Passage provided:
A state lawmaker complained about the confidentiality agreement he was required to sign in order to visit the Bon Air Juvenile Correctional Center. Del. Mike Jones said he understood why he’d be asked not to disclose information that could impact the privacy of the young residents, but he noted the agreement also prohibited him from publicly discussing “all information presented, observed, or discussed on the tour,” meaning he wouldn’t be able to tell the public about things like programming, staffing and conditions at the facility.
Lynchburg officials will examine whether they will be able to provide livestream coverage and recordings of the meetings of the city council’s committees on finance and physical development.
Homeowners who have been fighting with Hanover County since 2020 over its COVID-era approval of a Wegman’s distribution center lost their latest round in the litigation when the Court of Appeals of Virginia ruled against them. The plaintiffs won on a standing issue at the Supreme Court, but the case was sent back to the trial court, which ruled for Hanover, and the Court of Appeals affirmed that ruling. Among the several issues was whether the county’s social-distancing policies implemented at the public hearing on the permit application violated FOIA. The court said it didn’t because some of the homeowners, plus their attorney, were able to attend in peson and others were able to submit written comments that were read out loud at the meeting.

Work instructions:
Answer these questions from the news roundup above:
1. Which facility did Del. Mike Jones have to sign a confidentiality agreement to visit?
2. Which two Lynchburg city council committees could get livestream coverage and recordings of their meetings?
3. Which court affirmed the trial court's ruling for Hanover County?

Given entries:

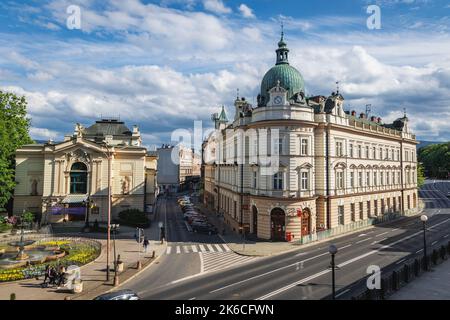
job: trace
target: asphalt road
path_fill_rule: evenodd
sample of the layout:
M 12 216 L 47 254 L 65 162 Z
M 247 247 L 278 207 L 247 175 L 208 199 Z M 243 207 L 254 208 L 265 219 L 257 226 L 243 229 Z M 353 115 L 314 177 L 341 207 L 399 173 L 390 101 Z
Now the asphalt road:
M 449 189 L 450 182 L 436 182 L 427 183 L 420 192 L 427 204 L 424 213 L 429 216 L 429 250 L 450 241 L 450 201 L 446 198 Z M 168 211 L 175 212 L 174 206 L 169 203 Z M 177 221 L 176 218 L 173 220 Z M 173 232 L 176 235 L 172 239 L 177 242 L 192 243 L 190 237 L 198 235 L 189 235 L 176 227 L 176 223 L 169 228 L 169 237 Z M 369 266 L 383 268 L 402 263 L 411 255 L 423 255 L 422 223 L 418 217 L 404 217 L 332 242 L 338 247 L 337 296 L 345 296 L 349 294 L 349 285 L 367 277 Z M 195 275 L 199 259 L 195 254 L 190 258 L 168 255 L 161 260 L 159 268 L 142 274 L 127 287 L 136 290 L 144 299 L 322 299 L 331 291 L 330 243 L 323 242 L 176 282 L 172 281 Z M 163 277 L 164 281 L 158 277 Z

Answer space:
1. The Bon Air Juvenile Correctional Center.
2. The committees on finance and physical development.
3. The Court of Appeals of Virginia.